### WHAT YOU ARE ASKED TO DO
Return every entry below without altering a word.

### SOURCE MATERIAL

---

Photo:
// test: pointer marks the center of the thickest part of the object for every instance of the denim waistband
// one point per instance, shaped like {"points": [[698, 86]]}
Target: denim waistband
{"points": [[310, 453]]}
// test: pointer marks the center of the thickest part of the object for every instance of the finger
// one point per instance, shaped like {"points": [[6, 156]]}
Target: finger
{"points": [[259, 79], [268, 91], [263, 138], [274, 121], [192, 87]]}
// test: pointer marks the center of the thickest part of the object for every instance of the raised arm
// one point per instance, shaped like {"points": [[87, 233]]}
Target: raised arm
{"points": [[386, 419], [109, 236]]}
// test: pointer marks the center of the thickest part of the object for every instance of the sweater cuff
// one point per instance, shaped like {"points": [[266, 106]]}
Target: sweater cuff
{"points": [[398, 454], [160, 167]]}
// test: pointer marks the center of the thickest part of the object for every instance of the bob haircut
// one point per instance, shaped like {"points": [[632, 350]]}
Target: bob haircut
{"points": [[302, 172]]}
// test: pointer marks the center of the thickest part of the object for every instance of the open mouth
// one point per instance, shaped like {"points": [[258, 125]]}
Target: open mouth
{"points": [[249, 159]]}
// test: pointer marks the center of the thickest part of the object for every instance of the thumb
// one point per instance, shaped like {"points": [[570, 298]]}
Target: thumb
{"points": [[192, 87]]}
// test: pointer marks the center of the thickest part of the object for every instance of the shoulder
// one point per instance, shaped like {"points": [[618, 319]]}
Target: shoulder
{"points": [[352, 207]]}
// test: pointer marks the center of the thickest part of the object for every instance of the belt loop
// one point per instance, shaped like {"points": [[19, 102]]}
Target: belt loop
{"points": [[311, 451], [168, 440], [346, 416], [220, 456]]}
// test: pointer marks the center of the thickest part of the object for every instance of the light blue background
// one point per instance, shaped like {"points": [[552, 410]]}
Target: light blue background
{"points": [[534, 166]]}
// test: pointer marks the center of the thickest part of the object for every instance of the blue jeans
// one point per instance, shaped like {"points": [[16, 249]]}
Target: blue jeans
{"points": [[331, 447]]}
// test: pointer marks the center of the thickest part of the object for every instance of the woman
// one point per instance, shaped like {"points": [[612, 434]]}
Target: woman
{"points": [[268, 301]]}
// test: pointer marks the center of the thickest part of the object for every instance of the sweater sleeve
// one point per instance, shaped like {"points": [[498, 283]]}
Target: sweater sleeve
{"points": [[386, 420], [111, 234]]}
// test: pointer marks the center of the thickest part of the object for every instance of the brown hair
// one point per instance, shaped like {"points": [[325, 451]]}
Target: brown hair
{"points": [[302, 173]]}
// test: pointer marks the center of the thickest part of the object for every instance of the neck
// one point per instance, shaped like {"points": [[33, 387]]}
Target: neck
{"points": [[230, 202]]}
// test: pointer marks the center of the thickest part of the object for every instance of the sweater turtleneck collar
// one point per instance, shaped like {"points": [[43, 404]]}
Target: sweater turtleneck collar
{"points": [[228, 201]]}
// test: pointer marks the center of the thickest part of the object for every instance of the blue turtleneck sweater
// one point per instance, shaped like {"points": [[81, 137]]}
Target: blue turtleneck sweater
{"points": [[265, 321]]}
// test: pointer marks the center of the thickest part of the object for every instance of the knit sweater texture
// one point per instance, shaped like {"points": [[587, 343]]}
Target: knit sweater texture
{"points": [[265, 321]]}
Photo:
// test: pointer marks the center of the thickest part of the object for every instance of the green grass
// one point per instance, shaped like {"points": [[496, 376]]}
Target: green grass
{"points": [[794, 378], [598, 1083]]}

---

### RESPONSE AREA
Photo:
// test: pointer marks the center of the thickest part of the object for every instance of the denim waistband
// one point per instance, shaped like {"points": [[698, 86]]}
Target: denim waistband
{"points": [[310, 453]]}
// test: pointer marks the center of the thickest part of the object for every instance of the finger
// one point per instance, shaped like {"points": [[6, 156]]}
Target: finger
{"points": [[259, 79], [268, 91], [263, 138], [274, 121], [192, 87]]}
// test: pointer marks the center of the thickest part of the object for every instance of the raised arm
// one point per instance, shaped like {"points": [[87, 233]]}
Target: raised arm
{"points": [[386, 419], [109, 236]]}
// test: pointer marks the center of the thickest part of the object for every instance of the sweater cuff
// one point per instance, shaped like {"points": [[266, 106]]}
Target: sweater cuff
{"points": [[398, 454], [160, 167]]}
// test: pointer marks the center of the thickest part of the object for every instance of the bob haircut
// one point per instance, shaped like {"points": [[632, 350]]}
Target: bob haircut
{"points": [[302, 172]]}
// test: pointer marks the center of the thickest part of the object for every instance of the open mouth
// one point per instance, shaped like {"points": [[258, 125]]}
Target: open mouth
{"points": [[249, 159]]}
// test: pointer marks the center of the thickest part of the object for every instance of the thumb
// one point per instance, shaped like {"points": [[570, 298]]}
Target: thumb
{"points": [[192, 87]]}
// test: pointer marks the center of the thickest part of the object for every instance of the shoulder
// one point per instance, shaped like {"points": [[618, 319]]}
Target: shoulder
{"points": [[352, 207]]}
// test: pointer marks the center of the thickest part of the object for every instance of the belt loop
// one point per instance, shaped like {"points": [[19, 102]]}
Target: belt loop
{"points": [[311, 451], [168, 440], [346, 416], [220, 456]]}
// test: pointer marks the center of the thickest part of the object for every instance of the light blue background
// one point per instance, shaped like {"points": [[552, 410]]}
Target: light blue background
{"points": [[534, 166]]}
// test: pointer marks the center of the thickest part of the object for every instance of the blue jeans
// one point per instance, shaped like {"points": [[16, 249]]}
Target: blue jeans
{"points": [[331, 447]]}
// test: pointer marks the center of the thickest part of the object for every instance of the woman
// one point per instance, shaped like {"points": [[612, 434]]}
Target: woman
{"points": [[268, 301]]}
// test: pointer marks the center of the thickest part of the object for every instance of the sweater sleeve
// one point per instance, shaped like {"points": [[498, 283]]}
Target: sweater sleeve
{"points": [[386, 420], [111, 234]]}
// test: pointer marks the center of the thickest part of the object for every instance of the brown hair
// one point per instance, shaped like {"points": [[325, 451]]}
Target: brown hair
{"points": [[302, 173]]}
// test: pointer marks the center of the thickest part of the object for every instance of the neck
// one point per instance, shaped like {"points": [[33, 387]]}
Target: neck
{"points": [[230, 202]]}
// test: pointer marks the center of the thickest part of the object for every instance of the sweater turtleneck collar
// one point per instance, shaped like {"points": [[43, 404]]}
Target: sweater turtleneck collar
{"points": [[228, 201]]}
// test: pointer marks the center of the thickest part of the object for every instance of the blue turtleneck sweater
// one point per instance, shaped like {"points": [[81, 137]]}
Target: blue turtleneck sweater
{"points": [[265, 321]]}
// test: pointer marks the center of the thickest part of the object for every instance of the knit sweater texture
// one point per instance, shaped like {"points": [[587, 343]]}
Target: knit sweater texture
{"points": [[265, 321]]}
Photo:
// test: pointer marks the center of the thickest part of the object for every instance of the green grass
// one point per instance, shaped like {"points": [[496, 376]]}
Target: green grass
{"points": [[794, 378], [598, 1083]]}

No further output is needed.